# [TEXTO]
• • • •
A executada, devidamente notificada do referido despacho em 24/09/2003, limitou-se a depositar à ordem dos autos a quantia de € 1.500,00 em 03/01/2005, tendo posteriormente, em 30/06/2006 informado os autos que os referidos trabalhadores deixaram de prestar trabalho na empresa a partir de Junho de 2006.
Pretende, assim, o pagamento dos descontos em falta no referido valor.
Juntou certidão do processo de execução supra referido, da qual consta o despacho que ordenou a penhora nos vencimentos dos executados e a data da notificação da respectiva entidade patronal e ainda certidão da C.R. Comercial da mesma da qual consta a alteração do contrato de sociedade no que respeita à denominação da firma que passou de “E” para “B”.
Convidada, a fls. 19 dos autos para esclarecer o título executivo que serve de base à execução, veio a exequente informar a fls. 23 "que pretende fazer funcionar o disposto no artO 8600 n° 3 do CPC na medida em que a executada não acatou a ordem judicial, deixando de efectuar os descontos no vencimento dos seus trabalhadores durante o período em que estes se encontraram ao seu serviço, sendo, portanto, responsável pela prestação nos termos da apontada disposição legal".
• • • •
# [Excerto do conjunto de dados]
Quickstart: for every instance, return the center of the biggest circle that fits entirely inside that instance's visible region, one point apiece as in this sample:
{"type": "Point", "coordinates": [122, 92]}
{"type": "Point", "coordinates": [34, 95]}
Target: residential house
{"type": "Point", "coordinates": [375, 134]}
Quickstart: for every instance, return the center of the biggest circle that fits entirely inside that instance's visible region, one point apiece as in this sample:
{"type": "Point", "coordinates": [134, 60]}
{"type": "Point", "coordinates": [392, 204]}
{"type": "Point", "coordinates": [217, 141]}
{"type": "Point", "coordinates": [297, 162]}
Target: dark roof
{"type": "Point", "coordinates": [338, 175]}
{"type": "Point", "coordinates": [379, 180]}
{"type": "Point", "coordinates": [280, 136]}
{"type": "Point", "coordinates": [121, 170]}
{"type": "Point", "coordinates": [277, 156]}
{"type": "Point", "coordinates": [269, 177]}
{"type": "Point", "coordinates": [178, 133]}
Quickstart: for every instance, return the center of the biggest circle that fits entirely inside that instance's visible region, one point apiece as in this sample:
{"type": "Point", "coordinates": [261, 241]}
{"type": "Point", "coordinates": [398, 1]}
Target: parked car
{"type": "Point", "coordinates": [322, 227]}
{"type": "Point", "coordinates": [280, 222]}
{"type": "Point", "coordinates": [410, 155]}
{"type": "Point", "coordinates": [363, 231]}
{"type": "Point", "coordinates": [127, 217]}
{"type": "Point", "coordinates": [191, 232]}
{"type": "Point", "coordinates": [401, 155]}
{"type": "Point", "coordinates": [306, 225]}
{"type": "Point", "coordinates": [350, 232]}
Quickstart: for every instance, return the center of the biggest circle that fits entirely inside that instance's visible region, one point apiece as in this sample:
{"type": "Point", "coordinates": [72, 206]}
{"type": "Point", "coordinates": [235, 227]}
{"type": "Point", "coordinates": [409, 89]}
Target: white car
• • • •
# [TAREFA PROPOSTA]
Transcreva do texto sobre a execução o trecho entre "A executada, devidamente" e "no referido valor.", inclusive, sem qualquer alteração.

# [RESPOSTA]
A executada, devidamente notificada do referido despacho em 24/09/2003, limitou-se a depositar à ordem dos autos a quantia de € 1.500,00 em 03/01/2005, tendo posteriormente, em 30/06/2006 informado os autos que os referidos trabalhadores deixaram de prestar trabalho na empresa a partir de Junho de 2006.
Pretende, assim, o pagamento dos descontos em falta no referido valor.